* **本文抜粋**:

>>

老齢厚生年金は、被保険者期間を有する者が、次の各号のいずれにも該当するに至ったときに、その者に支給する(42条)。

① 65歳以上であること。
② 保険料納付済期間と保険料免除期間とを合算した期間が10年以上であること。

老齢厚生年金は、保険料納付済期間等が10年以上ある65歳以上の者が、受給できます。

年金額

老齢厚生年金の額は、被保険者であった全期間の平均標準報酬額(被保険者期間の計算の基礎となる各月の標準報酬月額と標準賞与額に、再評価率を乗じて得た額の総額を、当該被保険者期間の月数で除して得た額をいう。)の1000分の5.481に相当する額に被保険者期間の月数を乗じて得た額とする(43条1項)。

再評価率とは、過去の標準報酬を現役世代の手取り賃金の上昇率に応じて見直すために乗じる率のことをいいます。かんたんにいうと、過去と現在では賃金が違うため、実質的な価値をそろえるために再評価率をかけているということです。

これまでの標準報酬月額と標準賞与額に再評価率をかけて得た額がお給料の総額になります。これを被保険者期間の月数で割ると、平均標準報酬額、つまり、報酬月額と賞与を合わせた1月あたりの報酬額がわかります。これの1000分の5.481に相当する額に被保険者期間の月数を乗じて得た額が老齢厚生年金の額になります。なお、1000分の5.481というのは数字なので覚えるしかありませんが、厚生年金保険法では何度も目にするので学習を進める中で自然に覚えられると思います。

<<

* **データ抜粋**:

>>

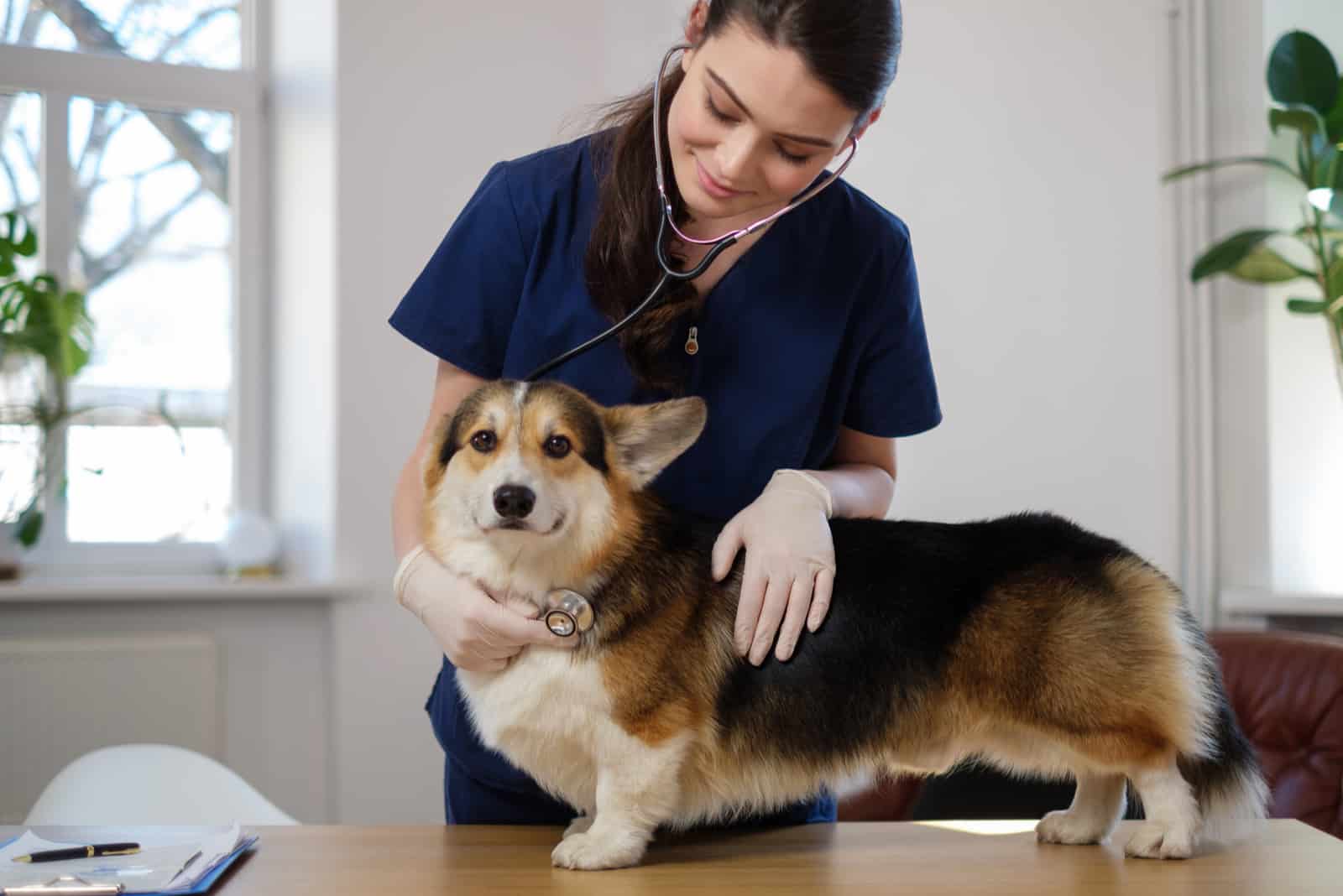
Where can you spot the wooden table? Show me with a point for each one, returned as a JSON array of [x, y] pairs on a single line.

<<

* **次の課題**:
A - 老齢厚生年金の文章のうち、「① 65歳以上であること。」から「得た額とする(43条1項)。」までの部分を一字一句違えずに書き写してください。
B - 老齢厚生年金の文章を、最後の文に続けて書き進めてください。

* **期待される結果**:
A -
① 65歳以上であること。
② 保険料納付済期間と保険料免除期間とを合算した期間が10年以上であること。

老齢厚生年金は、保険料納付済期間等が10年以上ある65歳以上の者が、受給できます。

年金額

老齢厚生年金の額は、被保険者であった全期間の平均標準報酬額(被保険者期間の計算の基礎となる各月の標準報酬月額と標準賞与額に、再評価率を乗じて得た額の総額を、当該被保険者期間の月数で除して得た額をいう。)の1000分の5.481に相当する額に被保険者期間の月数を乗じて得た額とする(43条1項)。

B -
受給権者が毎年9月1日(以下この項において「基準日」という。)において被保険者である場合の老齢厚生年金の額は、基準日の属する月前の被保険者であった期間をその計算の基礎とするものとし、基準日の属する月の翌月から、年金の額を改定する。ただし、基準日が被保険者の資格を喪失した日から再び被保険者の資格を取得した日までの間に到来し、かつ、当該被保険者の資格を喪失した日から再び被保険者の資格を取得した日までの期間が1月以内である場合は、基準日の属する月前の被保険者であった期間を老齢厚生年金の額の計算の基礎とするものとし、基準日の属する月の翌月から、年金の額を改定する(43条2項)。

被保険者である受給権者がその被保険者の資格を喪失し、かつ、被保険者となることなくして被保険者の資格を喪失した日から起算して1月を経過したときは、その被保険者の資格を喪失した月前における被保険者であった期間を老齢厚生年金の額の計算の基礎とするものとし、資格を喪失した日から起算して1月を経過した日の属する月から、年金の額を改定する(43条3項)。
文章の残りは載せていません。